═════ GIVEN DATA

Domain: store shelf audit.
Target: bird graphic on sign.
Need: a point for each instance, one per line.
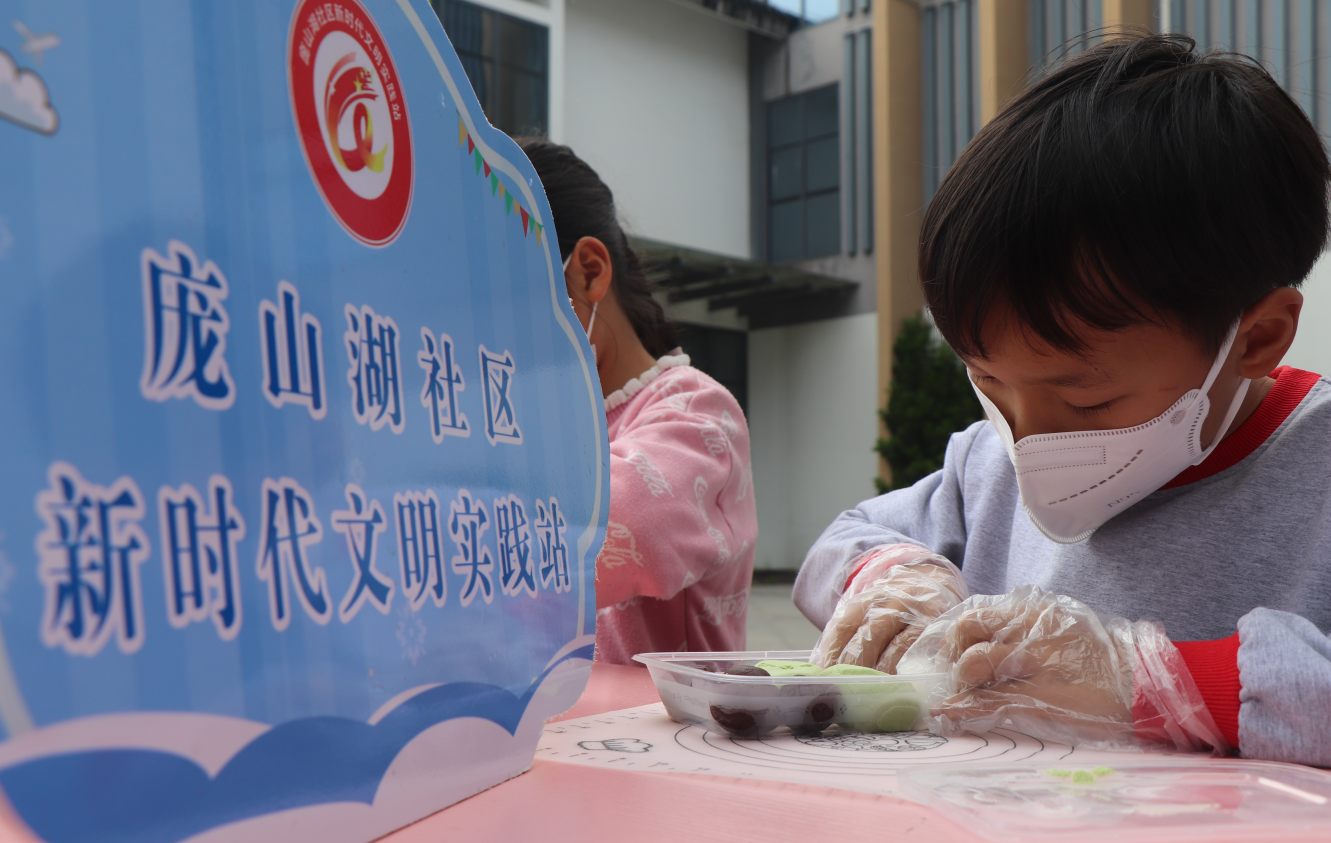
(35, 44)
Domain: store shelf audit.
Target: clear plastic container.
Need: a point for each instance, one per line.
(1183, 799)
(696, 689)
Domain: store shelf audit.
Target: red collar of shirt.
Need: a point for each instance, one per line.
(1291, 386)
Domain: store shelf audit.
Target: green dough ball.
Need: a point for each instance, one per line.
(852, 670)
(899, 717)
(780, 667)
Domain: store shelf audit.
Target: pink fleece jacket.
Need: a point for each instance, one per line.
(678, 561)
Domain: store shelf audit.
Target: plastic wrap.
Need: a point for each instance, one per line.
(1049, 666)
(896, 594)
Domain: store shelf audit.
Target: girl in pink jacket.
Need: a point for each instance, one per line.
(678, 561)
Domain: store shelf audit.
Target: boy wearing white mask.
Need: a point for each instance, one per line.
(1146, 516)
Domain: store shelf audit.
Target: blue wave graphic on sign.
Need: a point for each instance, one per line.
(155, 797)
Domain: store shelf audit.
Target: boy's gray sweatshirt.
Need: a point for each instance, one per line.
(1245, 549)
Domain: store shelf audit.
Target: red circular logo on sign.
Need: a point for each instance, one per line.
(352, 117)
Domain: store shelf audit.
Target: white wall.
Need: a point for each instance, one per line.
(656, 101)
(812, 420)
(1311, 346)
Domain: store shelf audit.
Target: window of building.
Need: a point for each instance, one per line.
(507, 60)
(722, 353)
(804, 176)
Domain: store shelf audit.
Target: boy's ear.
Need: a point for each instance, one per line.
(1267, 330)
(590, 269)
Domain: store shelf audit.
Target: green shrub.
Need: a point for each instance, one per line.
(929, 400)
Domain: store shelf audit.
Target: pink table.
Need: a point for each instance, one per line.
(570, 803)
(558, 803)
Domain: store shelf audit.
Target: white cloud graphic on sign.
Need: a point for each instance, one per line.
(24, 99)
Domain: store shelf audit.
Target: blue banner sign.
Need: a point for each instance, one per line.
(304, 452)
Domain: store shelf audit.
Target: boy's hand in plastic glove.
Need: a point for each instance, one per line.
(1056, 670)
(896, 593)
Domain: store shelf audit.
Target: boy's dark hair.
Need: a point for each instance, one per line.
(1136, 181)
(583, 207)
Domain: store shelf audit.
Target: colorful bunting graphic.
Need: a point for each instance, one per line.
(497, 187)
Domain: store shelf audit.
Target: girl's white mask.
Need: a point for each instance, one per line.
(1073, 482)
(592, 320)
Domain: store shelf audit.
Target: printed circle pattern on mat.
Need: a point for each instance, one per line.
(352, 117)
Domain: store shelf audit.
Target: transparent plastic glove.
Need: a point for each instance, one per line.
(893, 597)
(1049, 666)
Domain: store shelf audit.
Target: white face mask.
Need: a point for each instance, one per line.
(592, 320)
(1073, 482)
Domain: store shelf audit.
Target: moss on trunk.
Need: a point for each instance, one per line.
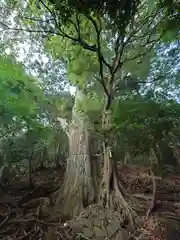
(78, 189)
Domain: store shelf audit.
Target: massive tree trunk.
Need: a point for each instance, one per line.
(78, 189)
(112, 193)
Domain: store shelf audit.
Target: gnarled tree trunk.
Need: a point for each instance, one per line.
(112, 193)
(78, 189)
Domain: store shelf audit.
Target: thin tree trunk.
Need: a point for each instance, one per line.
(78, 189)
(30, 169)
(112, 193)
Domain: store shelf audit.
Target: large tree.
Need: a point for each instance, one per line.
(113, 37)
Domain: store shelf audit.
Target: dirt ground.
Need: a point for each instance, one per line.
(155, 200)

══════════

EXERCISE AIM — When a line among the entries above contains "jacket", copy it.

TASK SOLUTION —
Target: pink fleece jacket.
Target: girl in pink jacket.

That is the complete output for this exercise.